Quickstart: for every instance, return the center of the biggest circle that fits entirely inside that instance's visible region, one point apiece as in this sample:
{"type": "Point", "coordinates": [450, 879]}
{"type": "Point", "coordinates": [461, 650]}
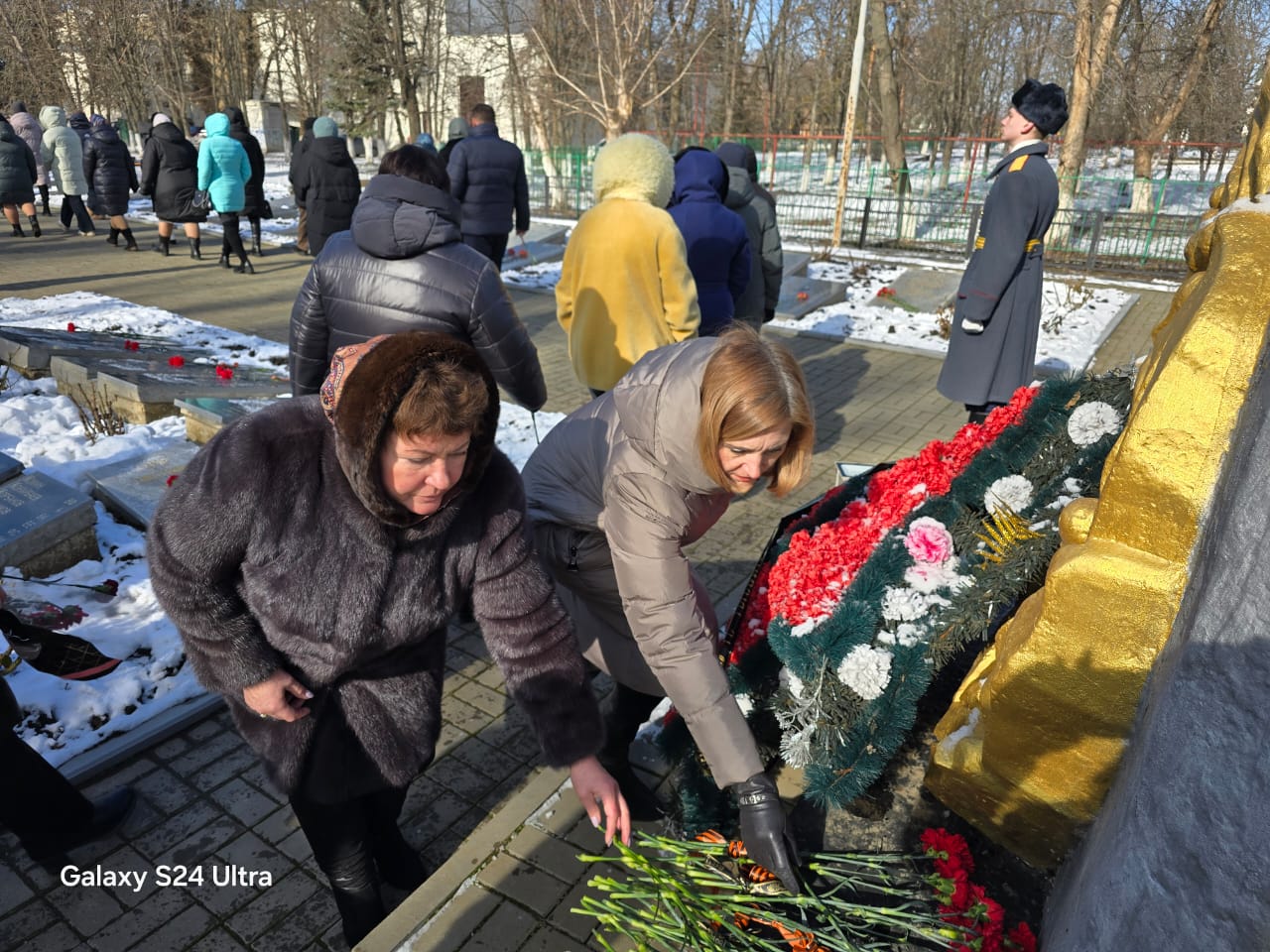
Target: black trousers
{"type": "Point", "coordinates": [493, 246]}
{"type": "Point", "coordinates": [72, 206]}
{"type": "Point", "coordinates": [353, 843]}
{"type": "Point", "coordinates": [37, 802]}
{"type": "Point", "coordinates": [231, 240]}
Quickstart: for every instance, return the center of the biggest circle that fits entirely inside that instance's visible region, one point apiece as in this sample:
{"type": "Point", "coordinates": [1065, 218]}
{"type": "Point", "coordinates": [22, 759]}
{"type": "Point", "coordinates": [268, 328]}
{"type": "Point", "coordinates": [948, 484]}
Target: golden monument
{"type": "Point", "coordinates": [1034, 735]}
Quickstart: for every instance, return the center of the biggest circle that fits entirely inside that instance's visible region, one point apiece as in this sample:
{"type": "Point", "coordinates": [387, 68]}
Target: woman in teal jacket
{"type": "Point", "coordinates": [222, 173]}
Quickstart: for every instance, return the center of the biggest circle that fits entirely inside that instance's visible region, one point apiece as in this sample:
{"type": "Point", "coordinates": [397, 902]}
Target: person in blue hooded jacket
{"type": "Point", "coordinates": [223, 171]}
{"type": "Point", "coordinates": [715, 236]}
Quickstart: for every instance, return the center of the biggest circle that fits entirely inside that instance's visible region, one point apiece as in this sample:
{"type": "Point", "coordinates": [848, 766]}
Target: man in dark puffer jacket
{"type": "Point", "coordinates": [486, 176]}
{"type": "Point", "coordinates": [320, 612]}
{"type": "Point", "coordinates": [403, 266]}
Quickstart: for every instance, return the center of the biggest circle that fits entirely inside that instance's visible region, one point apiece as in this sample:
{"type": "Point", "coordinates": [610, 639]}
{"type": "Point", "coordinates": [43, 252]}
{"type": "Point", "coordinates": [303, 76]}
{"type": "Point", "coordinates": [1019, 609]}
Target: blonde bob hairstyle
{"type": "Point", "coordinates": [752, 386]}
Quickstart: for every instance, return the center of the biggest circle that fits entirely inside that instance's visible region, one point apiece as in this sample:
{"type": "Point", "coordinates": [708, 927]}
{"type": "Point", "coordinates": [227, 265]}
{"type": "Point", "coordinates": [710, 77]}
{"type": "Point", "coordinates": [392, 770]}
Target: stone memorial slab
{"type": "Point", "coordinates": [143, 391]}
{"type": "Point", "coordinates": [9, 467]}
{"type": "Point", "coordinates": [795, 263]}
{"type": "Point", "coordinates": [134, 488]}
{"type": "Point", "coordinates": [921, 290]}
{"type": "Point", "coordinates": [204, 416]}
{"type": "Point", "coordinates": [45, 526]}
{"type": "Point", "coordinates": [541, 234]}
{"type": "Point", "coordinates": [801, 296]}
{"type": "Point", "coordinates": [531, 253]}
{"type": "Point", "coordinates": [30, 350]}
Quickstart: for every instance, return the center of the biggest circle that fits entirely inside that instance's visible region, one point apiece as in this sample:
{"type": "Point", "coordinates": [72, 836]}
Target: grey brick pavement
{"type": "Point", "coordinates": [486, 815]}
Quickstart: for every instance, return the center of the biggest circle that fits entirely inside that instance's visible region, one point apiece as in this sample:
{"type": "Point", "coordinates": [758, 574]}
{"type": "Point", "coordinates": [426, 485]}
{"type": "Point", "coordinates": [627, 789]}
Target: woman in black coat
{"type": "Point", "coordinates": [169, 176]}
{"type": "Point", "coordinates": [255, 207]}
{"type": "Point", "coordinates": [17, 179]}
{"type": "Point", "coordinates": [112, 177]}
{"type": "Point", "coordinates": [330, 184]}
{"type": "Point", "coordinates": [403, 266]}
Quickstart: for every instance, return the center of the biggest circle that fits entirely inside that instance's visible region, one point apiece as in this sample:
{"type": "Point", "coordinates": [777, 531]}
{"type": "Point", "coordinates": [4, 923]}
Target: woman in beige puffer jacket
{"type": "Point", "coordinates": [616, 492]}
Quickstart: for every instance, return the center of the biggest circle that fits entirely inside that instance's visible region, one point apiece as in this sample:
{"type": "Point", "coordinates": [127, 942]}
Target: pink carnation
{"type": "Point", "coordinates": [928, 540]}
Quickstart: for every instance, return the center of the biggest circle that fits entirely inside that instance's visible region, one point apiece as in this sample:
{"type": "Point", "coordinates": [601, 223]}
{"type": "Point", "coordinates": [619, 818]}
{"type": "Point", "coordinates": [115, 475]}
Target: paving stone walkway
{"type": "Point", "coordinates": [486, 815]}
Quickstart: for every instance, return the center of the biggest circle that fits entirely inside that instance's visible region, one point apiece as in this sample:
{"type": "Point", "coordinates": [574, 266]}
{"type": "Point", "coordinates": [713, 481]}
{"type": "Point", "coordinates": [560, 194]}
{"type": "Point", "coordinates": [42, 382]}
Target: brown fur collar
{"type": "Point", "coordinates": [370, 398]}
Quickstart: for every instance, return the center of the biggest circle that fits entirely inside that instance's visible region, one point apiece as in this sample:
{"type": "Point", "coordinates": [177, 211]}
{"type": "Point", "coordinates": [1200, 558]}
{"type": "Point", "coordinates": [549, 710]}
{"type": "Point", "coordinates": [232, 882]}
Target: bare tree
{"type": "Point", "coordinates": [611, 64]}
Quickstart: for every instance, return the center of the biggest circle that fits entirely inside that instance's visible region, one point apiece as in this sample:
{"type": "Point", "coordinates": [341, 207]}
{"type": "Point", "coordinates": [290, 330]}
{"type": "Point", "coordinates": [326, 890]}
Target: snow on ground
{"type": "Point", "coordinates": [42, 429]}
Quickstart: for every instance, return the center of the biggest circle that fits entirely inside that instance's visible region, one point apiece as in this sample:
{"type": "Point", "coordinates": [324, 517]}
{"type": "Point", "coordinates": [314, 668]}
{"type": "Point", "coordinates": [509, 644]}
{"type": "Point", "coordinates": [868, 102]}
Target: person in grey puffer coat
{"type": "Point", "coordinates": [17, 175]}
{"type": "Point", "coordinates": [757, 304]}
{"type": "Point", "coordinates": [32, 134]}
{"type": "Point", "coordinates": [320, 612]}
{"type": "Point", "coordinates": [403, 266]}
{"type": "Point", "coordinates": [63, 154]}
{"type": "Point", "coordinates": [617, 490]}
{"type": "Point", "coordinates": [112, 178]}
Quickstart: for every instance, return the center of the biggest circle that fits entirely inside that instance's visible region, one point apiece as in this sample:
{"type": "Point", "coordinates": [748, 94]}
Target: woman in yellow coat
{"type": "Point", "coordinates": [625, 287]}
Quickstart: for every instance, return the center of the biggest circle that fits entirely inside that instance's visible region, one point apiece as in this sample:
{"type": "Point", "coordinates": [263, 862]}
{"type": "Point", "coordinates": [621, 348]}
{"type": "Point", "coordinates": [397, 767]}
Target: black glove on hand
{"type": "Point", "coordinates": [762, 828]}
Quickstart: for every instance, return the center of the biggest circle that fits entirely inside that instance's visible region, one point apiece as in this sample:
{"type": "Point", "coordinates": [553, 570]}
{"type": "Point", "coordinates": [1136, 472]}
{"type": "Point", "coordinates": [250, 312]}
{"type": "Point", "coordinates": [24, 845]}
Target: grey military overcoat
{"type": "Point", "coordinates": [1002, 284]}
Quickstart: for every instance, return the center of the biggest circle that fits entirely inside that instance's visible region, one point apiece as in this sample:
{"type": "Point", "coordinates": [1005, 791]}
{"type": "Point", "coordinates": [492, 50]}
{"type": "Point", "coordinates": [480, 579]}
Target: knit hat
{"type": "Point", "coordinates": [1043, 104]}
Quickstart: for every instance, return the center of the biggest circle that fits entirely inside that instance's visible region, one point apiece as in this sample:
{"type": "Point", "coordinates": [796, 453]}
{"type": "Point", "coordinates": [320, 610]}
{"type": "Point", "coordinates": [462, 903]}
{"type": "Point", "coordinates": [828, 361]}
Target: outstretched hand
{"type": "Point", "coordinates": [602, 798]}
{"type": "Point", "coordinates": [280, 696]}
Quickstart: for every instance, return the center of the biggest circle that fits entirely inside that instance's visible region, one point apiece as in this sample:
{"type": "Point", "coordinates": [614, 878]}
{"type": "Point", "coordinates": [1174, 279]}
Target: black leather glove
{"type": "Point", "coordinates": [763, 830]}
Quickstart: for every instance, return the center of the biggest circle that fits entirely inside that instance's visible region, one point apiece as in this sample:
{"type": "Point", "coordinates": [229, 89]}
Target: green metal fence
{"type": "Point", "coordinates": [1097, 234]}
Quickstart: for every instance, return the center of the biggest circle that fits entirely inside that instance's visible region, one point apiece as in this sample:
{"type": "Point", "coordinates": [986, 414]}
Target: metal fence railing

+===+

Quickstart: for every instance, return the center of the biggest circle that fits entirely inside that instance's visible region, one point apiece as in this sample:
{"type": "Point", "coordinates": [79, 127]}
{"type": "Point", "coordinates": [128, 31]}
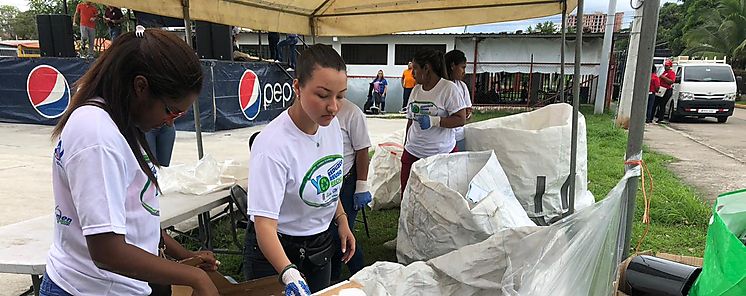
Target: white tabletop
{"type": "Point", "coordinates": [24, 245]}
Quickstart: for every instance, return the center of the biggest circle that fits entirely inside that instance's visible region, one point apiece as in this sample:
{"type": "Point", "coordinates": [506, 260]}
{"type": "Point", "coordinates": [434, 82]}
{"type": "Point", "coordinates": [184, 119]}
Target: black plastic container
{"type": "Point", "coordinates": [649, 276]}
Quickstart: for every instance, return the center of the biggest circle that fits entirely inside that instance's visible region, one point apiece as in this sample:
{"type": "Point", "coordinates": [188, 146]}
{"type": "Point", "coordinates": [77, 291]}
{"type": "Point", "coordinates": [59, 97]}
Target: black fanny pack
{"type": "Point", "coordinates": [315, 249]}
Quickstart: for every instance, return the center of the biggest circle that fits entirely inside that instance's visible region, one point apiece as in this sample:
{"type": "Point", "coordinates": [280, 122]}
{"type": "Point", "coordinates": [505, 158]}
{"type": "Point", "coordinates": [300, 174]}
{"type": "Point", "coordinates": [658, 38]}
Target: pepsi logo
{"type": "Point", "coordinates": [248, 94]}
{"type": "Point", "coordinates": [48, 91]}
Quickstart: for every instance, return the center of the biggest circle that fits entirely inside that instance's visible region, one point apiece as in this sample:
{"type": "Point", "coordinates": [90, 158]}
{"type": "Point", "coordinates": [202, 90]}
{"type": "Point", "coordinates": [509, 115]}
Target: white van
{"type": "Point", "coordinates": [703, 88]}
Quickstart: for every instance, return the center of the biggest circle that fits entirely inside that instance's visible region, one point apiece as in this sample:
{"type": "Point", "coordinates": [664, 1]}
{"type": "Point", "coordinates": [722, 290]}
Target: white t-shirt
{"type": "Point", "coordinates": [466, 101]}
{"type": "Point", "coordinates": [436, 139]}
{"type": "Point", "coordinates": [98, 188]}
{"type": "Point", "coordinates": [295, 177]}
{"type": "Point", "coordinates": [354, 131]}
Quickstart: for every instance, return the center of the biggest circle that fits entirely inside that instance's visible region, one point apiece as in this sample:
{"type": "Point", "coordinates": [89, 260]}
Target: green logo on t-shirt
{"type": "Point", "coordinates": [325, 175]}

+===+

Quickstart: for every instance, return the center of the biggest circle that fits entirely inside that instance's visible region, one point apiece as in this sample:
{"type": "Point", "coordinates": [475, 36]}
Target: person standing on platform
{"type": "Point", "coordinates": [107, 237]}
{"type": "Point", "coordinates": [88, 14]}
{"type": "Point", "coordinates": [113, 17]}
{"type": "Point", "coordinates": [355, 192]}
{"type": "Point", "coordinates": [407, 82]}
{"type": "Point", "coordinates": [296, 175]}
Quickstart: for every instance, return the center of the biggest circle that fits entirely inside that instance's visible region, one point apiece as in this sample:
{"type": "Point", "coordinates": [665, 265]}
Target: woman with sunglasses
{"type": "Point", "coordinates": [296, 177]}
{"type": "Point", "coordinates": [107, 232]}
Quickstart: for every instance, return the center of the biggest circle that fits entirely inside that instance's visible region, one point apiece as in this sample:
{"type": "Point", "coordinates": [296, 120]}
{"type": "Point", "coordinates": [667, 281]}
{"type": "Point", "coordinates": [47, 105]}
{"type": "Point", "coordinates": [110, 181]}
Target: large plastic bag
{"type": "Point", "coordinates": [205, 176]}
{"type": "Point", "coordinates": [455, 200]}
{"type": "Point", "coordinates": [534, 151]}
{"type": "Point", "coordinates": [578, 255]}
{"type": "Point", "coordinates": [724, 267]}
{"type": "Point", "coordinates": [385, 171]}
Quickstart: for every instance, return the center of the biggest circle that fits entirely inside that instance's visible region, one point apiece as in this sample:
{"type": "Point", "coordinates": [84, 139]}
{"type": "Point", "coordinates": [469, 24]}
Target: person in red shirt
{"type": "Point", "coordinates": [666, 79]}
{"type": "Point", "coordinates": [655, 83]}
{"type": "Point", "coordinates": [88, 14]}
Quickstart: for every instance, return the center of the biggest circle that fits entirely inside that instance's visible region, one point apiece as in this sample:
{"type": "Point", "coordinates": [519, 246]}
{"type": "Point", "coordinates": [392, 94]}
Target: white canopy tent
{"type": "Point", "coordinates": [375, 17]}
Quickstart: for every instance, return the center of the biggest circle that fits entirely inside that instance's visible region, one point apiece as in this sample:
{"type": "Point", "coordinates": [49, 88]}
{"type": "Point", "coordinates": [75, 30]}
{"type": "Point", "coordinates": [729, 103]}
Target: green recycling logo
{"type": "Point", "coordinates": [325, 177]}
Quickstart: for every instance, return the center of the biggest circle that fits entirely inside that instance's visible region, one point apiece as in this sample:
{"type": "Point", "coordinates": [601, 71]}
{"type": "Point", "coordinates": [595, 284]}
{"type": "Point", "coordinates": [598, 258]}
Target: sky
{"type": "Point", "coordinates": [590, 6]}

+===+

## GIVEN INSTRUCTION
Collect every line in the listing above that contains the word "black".

## FULL ANSWER
Target: black trousers
Target: woman in black coat
Target: black glove on hand
Target: black leather glove
Target: black plastic container
Target: black fanny pack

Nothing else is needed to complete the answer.